● Required tasks
1. Reproduce the Jena query post from "Jena ARQ/TDB Query" up to and including "dssd:hasBalcony ?hasBalcony .".
2. In the Jena query post, how long does iterating over the result set take?

● Text segment
________________

Jena ARQ/TDB Query Optimization

1.8k views Asked by At

I have a rather small graph containing roughly 500k triples. I've also generated the stats.opt file and running my code on a rather fast computer (quad core, 16gb ram, ssd drive.) But for the query I'm building with the help of the OP interface, it takes forever to iterate over the resultset. The resultset has about 15000 lines and the iteration takes 4s, which is unacceptable for endusers. Executing the query takes merely 90ms (I guess the real work is done by the cursor iteration?). Why is this so slow and what can I do to speed up the result set iteration?

Here is the query:

SELECT  ?apartment ?price ?hasBalcony ?lat ?long ?label ?hasImage ?park ?supermarket ?rooms ?area ?street
WHERE
  { ?apartment dssd:hasBalcony ?hasBalcony .
    ?apartment wgs84:lat ?lat .
    ?apartment wgs84:long ?long .
    ?apartment rdfs:label ?label .
    ?apartment dssd:hasImage ?hasImage .
    ?apartment dssd:hasNearby ?hasNearbyPark .
    ?hasNearbyPark dssd:hasNearbyPark ?park .
    ?apartment dssd:hasNearby ?hasNearbySupermarket .
    ?hasNearbySupermarket dssd:hasNearbySupermarket ?supermarket .
    ?apartment dssd:price ?price .
    ?apartment dssd:rooms ?rooms .
    ?apartment dssd:area ?area .
    ?apartment vcard:hasAddress ?address .
    ?address vcard:streetAddress ?street
    FILTER ( ?hasBalcony = true )
    FILTER ( ?price <= 1000.0e0 )
    FILTER ( ?price >= 650.0e0 )
    FILTER ( ?rooms <= 4.0e0 )
    FILTER ( ?rooms >= 3.0e0 )
    FILTER ( ?area <= 100.0e0 )
    FILTER ( ?area >= 60.0e0 )
  }    

(Is there a better way to query those bnodes: ?hasNearbyPark, ?hasNearbySupermarket)

And the code to execute the query:

dataset.begin(ReadWrite.READ);
Model model = dataset.getNamedModel("http://example.com");
QueryExecution queryExecution = QueryExecutionFactory.create(buildQuery(), model);
ResultSet resultSet = queryExecution.execSelect();
while ( resultSet.hasNext() ) {
    QuerySolution solution = resultSet.next(); ...

________________

● Stored data
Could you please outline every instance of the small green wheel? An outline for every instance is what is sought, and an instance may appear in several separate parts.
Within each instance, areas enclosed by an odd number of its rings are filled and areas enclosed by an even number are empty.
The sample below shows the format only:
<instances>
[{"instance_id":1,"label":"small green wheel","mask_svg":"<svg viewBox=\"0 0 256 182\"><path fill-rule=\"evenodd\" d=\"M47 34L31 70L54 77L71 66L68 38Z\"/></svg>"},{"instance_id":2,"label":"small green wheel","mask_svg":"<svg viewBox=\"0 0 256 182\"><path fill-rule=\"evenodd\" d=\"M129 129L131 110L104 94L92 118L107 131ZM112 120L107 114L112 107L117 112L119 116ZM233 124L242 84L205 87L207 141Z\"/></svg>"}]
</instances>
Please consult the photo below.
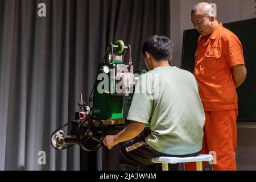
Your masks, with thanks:
<instances>
[{"instance_id":1,"label":"small green wheel","mask_svg":"<svg viewBox=\"0 0 256 182\"><path fill-rule=\"evenodd\" d=\"M115 44L118 46L118 49L117 51L117 53L121 53L123 52L125 49L125 43L123 42L122 40L118 40L115 43Z\"/></svg>"}]
</instances>

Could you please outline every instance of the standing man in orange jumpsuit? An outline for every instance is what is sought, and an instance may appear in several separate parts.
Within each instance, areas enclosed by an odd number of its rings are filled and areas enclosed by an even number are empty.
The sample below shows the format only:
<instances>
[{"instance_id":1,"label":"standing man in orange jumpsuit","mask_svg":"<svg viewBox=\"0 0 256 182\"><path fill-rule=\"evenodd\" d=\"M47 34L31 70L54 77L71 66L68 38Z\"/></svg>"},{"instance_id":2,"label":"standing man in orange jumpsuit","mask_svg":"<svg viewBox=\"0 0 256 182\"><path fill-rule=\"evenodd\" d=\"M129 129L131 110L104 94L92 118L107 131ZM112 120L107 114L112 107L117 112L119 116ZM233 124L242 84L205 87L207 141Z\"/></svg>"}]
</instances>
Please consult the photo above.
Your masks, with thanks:
<instances>
[{"instance_id":1,"label":"standing man in orange jumpsuit","mask_svg":"<svg viewBox=\"0 0 256 182\"><path fill-rule=\"evenodd\" d=\"M201 154L216 154L213 170L236 170L236 88L247 71L240 41L217 21L214 11L211 5L200 2L191 13L195 28L201 35L194 69L206 118ZM187 163L186 169L195 170L196 166Z\"/></svg>"}]
</instances>

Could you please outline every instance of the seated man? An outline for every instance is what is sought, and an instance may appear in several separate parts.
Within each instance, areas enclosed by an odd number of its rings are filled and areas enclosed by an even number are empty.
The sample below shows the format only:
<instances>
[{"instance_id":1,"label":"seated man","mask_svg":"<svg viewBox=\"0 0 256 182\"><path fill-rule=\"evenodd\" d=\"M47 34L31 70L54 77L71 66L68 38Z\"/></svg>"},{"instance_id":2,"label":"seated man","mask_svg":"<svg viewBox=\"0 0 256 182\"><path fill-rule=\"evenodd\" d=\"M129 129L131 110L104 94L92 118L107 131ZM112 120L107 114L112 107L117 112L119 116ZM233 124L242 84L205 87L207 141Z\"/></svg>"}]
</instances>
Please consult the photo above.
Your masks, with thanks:
<instances>
[{"instance_id":1,"label":"seated man","mask_svg":"<svg viewBox=\"0 0 256 182\"><path fill-rule=\"evenodd\" d=\"M164 36L150 37L143 44L149 72L136 84L127 118L132 122L103 140L109 149L127 141L119 151L121 169L137 170L160 156L197 156L201 149L205 118L197 83L190 72L170 66L172 49ZM150 118L151 133L137 137Z\"/></svg>"}]
</instances>

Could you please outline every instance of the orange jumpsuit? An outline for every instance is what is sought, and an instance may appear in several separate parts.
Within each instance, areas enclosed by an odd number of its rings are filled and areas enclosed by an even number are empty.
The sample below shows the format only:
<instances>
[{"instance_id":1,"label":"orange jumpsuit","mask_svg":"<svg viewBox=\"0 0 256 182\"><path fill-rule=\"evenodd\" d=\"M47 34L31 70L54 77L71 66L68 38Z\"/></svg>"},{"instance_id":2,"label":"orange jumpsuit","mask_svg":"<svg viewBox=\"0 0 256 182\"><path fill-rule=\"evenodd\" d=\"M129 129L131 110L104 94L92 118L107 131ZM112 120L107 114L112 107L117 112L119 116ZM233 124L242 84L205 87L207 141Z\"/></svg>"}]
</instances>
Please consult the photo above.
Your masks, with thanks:
<instances>
[{"instance_id":1,"label":"orange jumpsuit","mask_svg":"<svg viewBox=\"0 0 256 182\"><path fill-rule=\"evenodd\" d=\"M194 75L205 113L201 154L215 154L213 170L236 170L237 94L232 67L244 64L242 47L237 36L219 26L206 40L199 37ZM206 163L203 165L203 169ZM186 170L196 170L195 163Z\"/></svg>"}]
</instances>

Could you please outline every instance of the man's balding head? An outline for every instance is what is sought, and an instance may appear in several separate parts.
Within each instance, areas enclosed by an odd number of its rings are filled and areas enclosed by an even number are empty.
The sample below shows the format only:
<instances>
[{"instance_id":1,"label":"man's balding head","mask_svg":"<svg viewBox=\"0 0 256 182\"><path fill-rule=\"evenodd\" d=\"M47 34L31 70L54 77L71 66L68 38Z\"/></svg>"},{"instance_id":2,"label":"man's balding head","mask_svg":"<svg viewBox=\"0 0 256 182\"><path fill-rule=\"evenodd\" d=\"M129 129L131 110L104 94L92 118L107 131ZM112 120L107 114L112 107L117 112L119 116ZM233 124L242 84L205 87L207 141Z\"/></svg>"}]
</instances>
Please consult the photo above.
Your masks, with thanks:
<instances>
[{"instance_id":1,"label":"man's balding head","mask_svg":"<svg viewBox=\"0 0 256 182\"><path fill-rule=\"evenodd\" d=\"M209 37L218 27L216 12L212 5L207 2L200 2L193 6L191 21L199 34Z\"/></svg>"},{"instance_id":2,"label":"man's balding head","mask_svg":"<svg viewBox=\"0 0 256 182\"><path fill-rule=\"evenodd\" d=\"M216 16L216 10L211 5L205 2L198 3L193 6L191 13L203 15L205 17Z\"/></svg>"}]
</instances>

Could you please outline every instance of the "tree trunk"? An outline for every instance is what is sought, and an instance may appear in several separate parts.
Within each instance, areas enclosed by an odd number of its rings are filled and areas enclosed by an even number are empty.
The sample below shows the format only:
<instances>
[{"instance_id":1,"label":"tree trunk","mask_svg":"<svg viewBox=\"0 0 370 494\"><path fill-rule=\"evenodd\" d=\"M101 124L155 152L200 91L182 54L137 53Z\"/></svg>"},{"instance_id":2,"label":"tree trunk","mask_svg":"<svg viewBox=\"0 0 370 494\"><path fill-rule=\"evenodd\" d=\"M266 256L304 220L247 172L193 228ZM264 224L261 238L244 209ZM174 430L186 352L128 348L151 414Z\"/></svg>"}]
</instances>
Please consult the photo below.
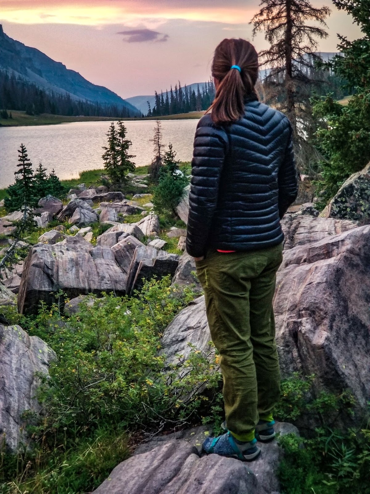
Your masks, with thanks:
<instances>
[{"instance_id":1,"label":"tree trunk","mask_svg":"<svg viewBox=\"0 0 370 494\"><path fill-rule=\"evenodd\" d=\"M287 91L287 112L295 132L296 131L294 83L293 80L293 27L292 0L286 0L287 28L285 31L285 85Z\"/></svg>"}]
</instances>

________________

● Written answers
1.
Jena ARQ/TDB Query Optimization

1.8k views Asked by At

I have a rather small graph containing roughly 500k triples. I've also generated the stats.opt file and running my code on a rather fast computer (quad core, 16gb ram, ssd drive.) But for the query I'm building with the help of the OP interface, it takes forever to iterate over the resultset. The resultset has about 15000 lines and the iteration takes 4s, which is unacceptable for endusers. Executing the query takes merely 90ms (I guess the real work is done by the cursor iteration?). Why is this so slow and what can I do to speed up the result set iteration?

Here is the query:

SELECT  ?apartment ?price ?hasBalcony ?lat ?long ?label ?hasImage ?park ?supermarket ?rooms ?area ?street
WHERE
  { ?apartment dssd:hasBalcony ?hasBalcony .

2. It takes 4 seconds.